Coordinate annotation records:
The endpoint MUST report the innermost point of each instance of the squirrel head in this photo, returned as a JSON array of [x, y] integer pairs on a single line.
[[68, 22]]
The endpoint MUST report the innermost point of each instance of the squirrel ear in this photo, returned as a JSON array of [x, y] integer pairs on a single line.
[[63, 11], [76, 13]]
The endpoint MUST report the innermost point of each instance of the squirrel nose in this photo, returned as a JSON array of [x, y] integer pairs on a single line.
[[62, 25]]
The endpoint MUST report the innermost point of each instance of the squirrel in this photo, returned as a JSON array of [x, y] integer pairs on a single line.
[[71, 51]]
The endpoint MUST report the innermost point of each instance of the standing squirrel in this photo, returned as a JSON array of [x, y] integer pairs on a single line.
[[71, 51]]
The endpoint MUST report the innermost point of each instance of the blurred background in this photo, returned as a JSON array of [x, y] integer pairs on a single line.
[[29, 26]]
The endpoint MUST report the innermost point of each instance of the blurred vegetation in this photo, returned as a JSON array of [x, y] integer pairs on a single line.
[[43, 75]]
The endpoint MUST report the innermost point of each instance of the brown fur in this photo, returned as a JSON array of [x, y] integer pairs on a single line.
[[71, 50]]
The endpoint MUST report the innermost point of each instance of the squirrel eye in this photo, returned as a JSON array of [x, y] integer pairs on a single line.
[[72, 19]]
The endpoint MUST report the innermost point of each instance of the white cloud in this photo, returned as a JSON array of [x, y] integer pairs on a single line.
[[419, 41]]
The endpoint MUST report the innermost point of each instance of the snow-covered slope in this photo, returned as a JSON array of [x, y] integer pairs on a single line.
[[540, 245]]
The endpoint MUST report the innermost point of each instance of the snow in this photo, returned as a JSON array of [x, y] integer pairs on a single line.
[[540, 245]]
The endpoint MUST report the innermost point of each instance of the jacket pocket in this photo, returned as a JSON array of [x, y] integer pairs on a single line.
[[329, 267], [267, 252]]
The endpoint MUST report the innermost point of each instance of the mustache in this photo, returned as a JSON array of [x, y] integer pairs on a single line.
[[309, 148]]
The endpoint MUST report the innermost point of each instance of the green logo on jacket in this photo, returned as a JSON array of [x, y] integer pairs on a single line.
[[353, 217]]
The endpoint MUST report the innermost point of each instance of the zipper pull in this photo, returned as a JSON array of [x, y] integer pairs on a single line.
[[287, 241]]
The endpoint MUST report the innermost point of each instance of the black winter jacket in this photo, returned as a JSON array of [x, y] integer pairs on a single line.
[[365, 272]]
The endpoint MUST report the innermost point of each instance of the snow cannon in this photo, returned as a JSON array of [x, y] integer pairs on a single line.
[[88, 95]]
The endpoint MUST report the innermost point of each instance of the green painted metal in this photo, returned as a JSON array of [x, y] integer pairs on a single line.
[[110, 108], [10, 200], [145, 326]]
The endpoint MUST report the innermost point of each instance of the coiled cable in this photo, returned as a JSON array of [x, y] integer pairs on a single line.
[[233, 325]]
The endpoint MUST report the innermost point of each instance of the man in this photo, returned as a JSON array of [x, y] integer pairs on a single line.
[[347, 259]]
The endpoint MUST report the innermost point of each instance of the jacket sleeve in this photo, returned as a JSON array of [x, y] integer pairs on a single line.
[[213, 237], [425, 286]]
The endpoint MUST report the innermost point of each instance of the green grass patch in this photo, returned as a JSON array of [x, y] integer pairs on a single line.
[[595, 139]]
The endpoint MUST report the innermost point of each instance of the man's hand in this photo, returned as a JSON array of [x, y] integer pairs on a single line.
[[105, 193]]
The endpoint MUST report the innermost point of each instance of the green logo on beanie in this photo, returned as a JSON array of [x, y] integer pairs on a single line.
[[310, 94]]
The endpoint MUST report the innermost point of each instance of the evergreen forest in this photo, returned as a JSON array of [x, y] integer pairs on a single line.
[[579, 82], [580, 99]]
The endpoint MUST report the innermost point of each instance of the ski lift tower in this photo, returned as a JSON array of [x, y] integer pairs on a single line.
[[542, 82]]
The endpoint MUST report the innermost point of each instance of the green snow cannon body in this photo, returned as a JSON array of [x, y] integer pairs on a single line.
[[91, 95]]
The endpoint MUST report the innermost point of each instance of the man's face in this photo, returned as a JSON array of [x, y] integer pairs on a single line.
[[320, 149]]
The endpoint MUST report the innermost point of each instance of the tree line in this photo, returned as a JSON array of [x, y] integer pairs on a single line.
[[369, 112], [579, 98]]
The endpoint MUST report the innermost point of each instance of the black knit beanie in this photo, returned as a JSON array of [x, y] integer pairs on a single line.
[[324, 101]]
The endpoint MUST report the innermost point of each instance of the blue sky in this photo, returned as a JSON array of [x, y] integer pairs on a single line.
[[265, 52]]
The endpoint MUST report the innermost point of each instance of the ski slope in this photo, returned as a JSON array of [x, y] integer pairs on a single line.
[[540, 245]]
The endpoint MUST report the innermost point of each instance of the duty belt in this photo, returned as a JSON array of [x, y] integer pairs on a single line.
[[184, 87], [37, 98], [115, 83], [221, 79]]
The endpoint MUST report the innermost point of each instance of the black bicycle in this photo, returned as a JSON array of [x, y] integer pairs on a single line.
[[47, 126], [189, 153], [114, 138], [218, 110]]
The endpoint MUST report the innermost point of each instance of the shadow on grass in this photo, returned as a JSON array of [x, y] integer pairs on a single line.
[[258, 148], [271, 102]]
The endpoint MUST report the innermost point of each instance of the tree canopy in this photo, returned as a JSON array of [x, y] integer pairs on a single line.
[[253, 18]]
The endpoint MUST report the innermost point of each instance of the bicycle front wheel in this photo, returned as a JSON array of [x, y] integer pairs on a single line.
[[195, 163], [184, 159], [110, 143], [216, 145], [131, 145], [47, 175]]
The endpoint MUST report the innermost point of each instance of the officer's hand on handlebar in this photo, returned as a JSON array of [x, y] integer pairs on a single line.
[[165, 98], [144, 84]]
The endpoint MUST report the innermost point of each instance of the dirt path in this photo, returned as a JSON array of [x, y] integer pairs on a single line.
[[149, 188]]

- _STATED GOAL_
Write out the lines of the material verbatim, from the line containing "of the white" through the line containing "[[365, 272]]", both included.

- _FINISHED EXERCISE_
The endpoint MUST report the innermost point of each instance of the white cloud in this photo, returned as a JSON array of [x, y] integer pairs on a single line.
[[419, 41]]
The endpoint MUST report the innermost point of each instance of the snow-covered slope in this photo, returned as a JSON array of [x, y] integer pairs on a single line.
[[540, 245]]
The endpoint MUST report the innermost point of each instance of the snow in this photo, returned as a JSON array of [x, y] integer pairs on a single line.
[[540, 245]]
The endpoint MUST report the innermost point of each instance of the jacket pocket in this photo, returned as a JSON array of [x, y] integer pairs on a single line.
[[329, 267], [267, 252]]
The endpoint MUST report the innermost point of each instance of the mustache in this photo, returned as a JSON array of [x, y] integer pairs on a single line.
[[309, 148]]
The endpoint MUST report the innermost point of each instance of the green logo on jacket in this photo, returned as a JSON array of [x, y] integer pairs on a single line.
[[353, 217]]
The endpoint MUST report the innermost point of each instance of the zipper pull in this photo, returned as a JSON array of [x, y] integer pairs on a single line.
[[287, 241]]
The endpoint MUST report the innermost point of each instance of the black winter jacket in this photo, returned as a JSON array of [x, y] integer pairs on a single line.
[[365, 272]]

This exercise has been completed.